── Document text
The plant was built in stages between 1960 and 1972. The Strėva River was dammed to supply it with cooling water, creating the Elektrėnai Reservoir. In 2008, the plant comprised eight units fired with natural gas. In the past, it used heavy fuel oil and, for a brief period in 1990s, a bitumen-based fuel known as Orimulsion imported from Venezuela. It was designed as a base load plant, and generated about 10 TWh per year until 1992. Its operations were then reduced to about 5% of its capacity, since it acted only as a reserve in the Lithuanian power system.
────
• [Tasks for this exercise]
A – In the passage about the power plant, which river was dammed to provide cooling water?
B – Rewrite the power plant passage starting at the words "The plant was" and ending after "Lithuanian power system.", with "natural gas" changed to "coal".
C – Write the next part of the power plant passage after its last sentence.
── Listed records
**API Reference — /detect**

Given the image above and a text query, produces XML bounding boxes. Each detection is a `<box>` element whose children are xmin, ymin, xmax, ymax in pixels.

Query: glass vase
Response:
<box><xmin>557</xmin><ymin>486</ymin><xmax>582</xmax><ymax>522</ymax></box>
────
• [Expected responses]
A – The Strėva River.

B –
The plant was built in stages between 1960 and 1972. The Strėva River was dammed to supply it with cooling water, creating the Elektrėnai Reservoir. In 2008, the plant comprised eight units fired with coal. In the past, it used heavy fuel oil and, for a brief period in 1990s, a bitumen-based fuel known as Orimulsion imported from Venezuela. It was designed as a base load plant, and generated about 10 TWh per year until 1992. Its operations were then reduced to about 5% of its capacity, since it acted only as a reserve in the Lithuanian power system.

C –
After the shutdown of the Ignalina nuclear power plant in 2009, the plant became the primary source of Lithuania's electrical power. Since the plant did not meet European Union environmental guidelines, improvement projects have been proposed. A flue-gas desulfurization project was completed in September 2008. In December 2007, Ministry of Economy announced that a new 400 MW combined cycle unit would be built at the site as well. The cost of the new unit was estimated at 252 million euros; 57% of the funding was planned to be supplied by the European Union, 33% by the plant, and the remaining 10% by the National Ignalina Decommissioning Fund. In 2012, a 9th unit was opened, which cost 377 million euros. It was built by a Spanish company Iberdrola Ingenieria y Construccion.

The plant supplies district heating to the town of Elektrėnai, established in 1962, originally to support its workers.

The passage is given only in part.